**EXERCISE REQUIREMENTS**
Output the entries as a Markdown table with the columns "Row" and "Text," starting at the line that contains "of the <item>motorcycle</item>" and ending at the final line of the entries. Give each nonblank line its own row with a running number, and leave out the blank lines.

**RECORDS SHOWN**
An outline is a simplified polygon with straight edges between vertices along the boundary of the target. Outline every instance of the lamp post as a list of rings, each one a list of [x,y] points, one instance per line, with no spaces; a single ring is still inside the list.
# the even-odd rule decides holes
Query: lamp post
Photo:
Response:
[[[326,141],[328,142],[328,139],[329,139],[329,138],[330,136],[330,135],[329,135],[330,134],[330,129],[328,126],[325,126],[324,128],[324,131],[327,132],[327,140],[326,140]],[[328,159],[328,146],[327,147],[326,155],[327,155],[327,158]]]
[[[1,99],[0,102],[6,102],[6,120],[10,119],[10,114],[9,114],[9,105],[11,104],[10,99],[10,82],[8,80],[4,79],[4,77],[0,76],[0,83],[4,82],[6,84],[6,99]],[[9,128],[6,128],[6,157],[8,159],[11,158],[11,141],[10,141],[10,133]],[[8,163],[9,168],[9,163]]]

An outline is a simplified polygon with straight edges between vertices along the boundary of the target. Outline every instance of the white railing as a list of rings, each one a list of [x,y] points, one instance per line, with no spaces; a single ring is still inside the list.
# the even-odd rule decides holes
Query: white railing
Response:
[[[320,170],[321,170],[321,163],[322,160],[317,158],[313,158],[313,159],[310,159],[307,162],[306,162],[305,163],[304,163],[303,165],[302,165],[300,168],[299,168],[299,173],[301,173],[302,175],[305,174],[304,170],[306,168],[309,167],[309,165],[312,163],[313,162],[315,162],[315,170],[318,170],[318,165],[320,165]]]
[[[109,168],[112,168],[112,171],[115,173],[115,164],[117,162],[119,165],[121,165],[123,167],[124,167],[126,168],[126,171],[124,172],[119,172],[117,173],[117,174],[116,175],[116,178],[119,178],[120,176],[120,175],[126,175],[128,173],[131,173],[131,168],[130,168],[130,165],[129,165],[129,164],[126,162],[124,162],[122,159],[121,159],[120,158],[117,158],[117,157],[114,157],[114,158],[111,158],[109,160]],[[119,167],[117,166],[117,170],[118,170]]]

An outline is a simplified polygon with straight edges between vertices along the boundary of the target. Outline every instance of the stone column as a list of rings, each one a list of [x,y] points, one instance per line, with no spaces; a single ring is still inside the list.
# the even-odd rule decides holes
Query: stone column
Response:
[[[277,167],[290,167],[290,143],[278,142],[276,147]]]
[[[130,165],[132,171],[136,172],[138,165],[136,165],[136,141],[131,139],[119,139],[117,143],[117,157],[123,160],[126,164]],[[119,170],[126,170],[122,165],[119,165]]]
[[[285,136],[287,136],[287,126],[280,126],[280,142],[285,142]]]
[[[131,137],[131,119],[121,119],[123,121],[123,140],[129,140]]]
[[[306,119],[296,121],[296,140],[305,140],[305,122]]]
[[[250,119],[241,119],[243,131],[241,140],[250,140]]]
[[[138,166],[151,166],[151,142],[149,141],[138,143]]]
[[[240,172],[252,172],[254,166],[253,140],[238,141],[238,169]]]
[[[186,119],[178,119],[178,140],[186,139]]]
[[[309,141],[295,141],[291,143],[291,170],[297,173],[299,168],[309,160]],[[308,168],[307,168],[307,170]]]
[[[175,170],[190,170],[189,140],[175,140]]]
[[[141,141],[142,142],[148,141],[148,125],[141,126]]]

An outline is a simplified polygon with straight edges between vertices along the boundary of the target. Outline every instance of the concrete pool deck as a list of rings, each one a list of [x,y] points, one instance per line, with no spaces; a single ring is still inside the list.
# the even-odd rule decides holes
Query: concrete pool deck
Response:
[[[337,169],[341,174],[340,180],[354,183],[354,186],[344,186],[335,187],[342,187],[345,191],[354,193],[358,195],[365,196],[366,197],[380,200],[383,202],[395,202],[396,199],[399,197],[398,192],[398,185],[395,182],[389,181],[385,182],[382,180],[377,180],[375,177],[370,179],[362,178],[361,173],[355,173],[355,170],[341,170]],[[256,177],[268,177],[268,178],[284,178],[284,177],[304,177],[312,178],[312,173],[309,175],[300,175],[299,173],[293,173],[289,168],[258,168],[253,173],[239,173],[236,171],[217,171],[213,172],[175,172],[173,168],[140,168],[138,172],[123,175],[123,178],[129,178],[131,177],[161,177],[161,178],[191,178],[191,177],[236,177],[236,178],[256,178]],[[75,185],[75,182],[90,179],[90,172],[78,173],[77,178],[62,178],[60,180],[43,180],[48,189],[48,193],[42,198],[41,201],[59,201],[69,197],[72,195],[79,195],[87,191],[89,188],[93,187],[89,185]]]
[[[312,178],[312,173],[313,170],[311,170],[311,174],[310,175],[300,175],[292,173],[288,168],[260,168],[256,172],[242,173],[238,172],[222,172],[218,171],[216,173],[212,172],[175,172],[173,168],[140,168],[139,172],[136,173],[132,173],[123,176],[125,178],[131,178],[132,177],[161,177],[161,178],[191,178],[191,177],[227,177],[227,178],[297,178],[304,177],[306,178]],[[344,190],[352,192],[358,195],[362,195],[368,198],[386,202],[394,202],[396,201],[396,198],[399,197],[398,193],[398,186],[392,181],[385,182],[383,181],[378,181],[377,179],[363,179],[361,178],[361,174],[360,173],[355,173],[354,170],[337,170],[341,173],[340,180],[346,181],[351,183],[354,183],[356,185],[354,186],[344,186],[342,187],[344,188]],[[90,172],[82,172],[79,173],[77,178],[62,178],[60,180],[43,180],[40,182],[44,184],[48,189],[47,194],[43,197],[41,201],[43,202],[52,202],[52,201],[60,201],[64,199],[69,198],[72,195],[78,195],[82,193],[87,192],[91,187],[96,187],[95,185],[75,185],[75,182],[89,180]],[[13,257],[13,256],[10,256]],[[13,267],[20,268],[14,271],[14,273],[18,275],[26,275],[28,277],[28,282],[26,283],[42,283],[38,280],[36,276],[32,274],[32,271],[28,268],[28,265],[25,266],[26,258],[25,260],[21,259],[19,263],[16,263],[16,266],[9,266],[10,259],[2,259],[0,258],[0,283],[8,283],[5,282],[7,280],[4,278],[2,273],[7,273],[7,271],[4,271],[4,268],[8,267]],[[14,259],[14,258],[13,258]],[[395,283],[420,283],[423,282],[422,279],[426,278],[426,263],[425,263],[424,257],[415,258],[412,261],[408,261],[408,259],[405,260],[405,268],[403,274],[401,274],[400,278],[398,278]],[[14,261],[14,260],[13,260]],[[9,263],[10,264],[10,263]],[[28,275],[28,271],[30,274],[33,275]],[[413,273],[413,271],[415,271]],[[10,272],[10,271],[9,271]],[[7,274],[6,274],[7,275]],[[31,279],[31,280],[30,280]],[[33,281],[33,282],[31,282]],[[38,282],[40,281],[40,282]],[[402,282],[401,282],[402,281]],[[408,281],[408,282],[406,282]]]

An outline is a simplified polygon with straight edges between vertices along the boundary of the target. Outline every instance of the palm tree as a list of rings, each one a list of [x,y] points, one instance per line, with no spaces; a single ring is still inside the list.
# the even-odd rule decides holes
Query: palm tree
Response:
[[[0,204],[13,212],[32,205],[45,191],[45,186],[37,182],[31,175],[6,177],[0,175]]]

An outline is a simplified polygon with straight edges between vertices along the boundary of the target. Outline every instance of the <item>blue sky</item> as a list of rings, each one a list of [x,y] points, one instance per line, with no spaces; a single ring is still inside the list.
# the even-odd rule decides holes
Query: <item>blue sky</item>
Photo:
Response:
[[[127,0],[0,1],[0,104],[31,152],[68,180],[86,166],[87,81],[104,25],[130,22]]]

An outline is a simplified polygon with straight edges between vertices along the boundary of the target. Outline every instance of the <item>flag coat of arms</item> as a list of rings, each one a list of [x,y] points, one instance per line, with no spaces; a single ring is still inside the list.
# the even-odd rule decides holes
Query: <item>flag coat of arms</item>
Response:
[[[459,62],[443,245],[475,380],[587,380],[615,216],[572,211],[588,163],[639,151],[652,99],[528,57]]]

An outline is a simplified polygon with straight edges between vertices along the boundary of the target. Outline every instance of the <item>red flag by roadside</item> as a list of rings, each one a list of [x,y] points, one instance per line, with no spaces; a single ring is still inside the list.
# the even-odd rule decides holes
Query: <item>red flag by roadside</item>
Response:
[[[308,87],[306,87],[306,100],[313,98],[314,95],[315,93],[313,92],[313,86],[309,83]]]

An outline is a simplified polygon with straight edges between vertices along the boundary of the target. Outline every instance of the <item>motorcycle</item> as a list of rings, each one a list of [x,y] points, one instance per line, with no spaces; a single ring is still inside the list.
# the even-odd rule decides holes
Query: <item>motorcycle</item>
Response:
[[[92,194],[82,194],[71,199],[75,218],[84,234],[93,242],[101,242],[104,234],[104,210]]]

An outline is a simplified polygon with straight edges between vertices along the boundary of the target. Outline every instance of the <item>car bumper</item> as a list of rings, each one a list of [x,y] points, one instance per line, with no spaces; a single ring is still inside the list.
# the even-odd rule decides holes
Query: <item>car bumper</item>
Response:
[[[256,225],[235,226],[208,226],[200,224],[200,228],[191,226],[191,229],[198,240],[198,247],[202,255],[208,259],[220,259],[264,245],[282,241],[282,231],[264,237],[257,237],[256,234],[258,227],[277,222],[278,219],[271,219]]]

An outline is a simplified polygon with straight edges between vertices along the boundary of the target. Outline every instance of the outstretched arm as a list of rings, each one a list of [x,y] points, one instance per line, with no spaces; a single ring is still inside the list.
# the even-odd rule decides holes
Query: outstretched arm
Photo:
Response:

**EXERCISE ANSWER**
| Row | Text |
|---|---|
| 1 | An outline is a simplified polygon with straight edges between vertices along the boundary of the target. Outline every instance of the <item>motorcycle</item> as a list of rings, each one a list of [x,y] points, one instance per line, with no spaces; a single ring is still inside the list. |
| 2 | # the even-odd rule decides holes |
| 3 | Query: <item>motorcycle</item> |
| 4 | Response: |
| 5 | [[[92,194],[82,194],[71,199],[75,218],[84,234],[93,242],[101,242],[104,234],[104,210]]] |
| 6 | An outline is a simplified polygon with straight edges between vertices along the boundary of the target. Outline every instance of the <item>car bumper</item> as a list of rings, each one a list of [x,y] points, one instance per line, with no spaces; a single ring is still inside the list. |
| 7 | # the even-odd rule decides holes |
| 8 | Query: <item>car bumper</item> |
| 9 | Response: |
| 10 | [[[256,225],[235,226],[208,226],[200,224],[200,228],[191,226],[191,229],[198,240],[198,247],[202,255],[208,259],[220,259],[264,245],[282,241],[282,231],[264,237],[257,237],[256,234],[258,227],[277,222],[278,219],[271,219]]] |
| 11 | An outline is a simplified polygon with straight edges between vertices along the boundary of the target. Outline every instance of the outstretched arm as a list of rings, each one a list of [x,y] points, one instance per line, with no spaces; a single ring is still inside the list. |
| 12 | # the even-odd rule decides holes |
| 13 | Query: outstretched arm |
| 14 | Photo: |
| 15 | Response: |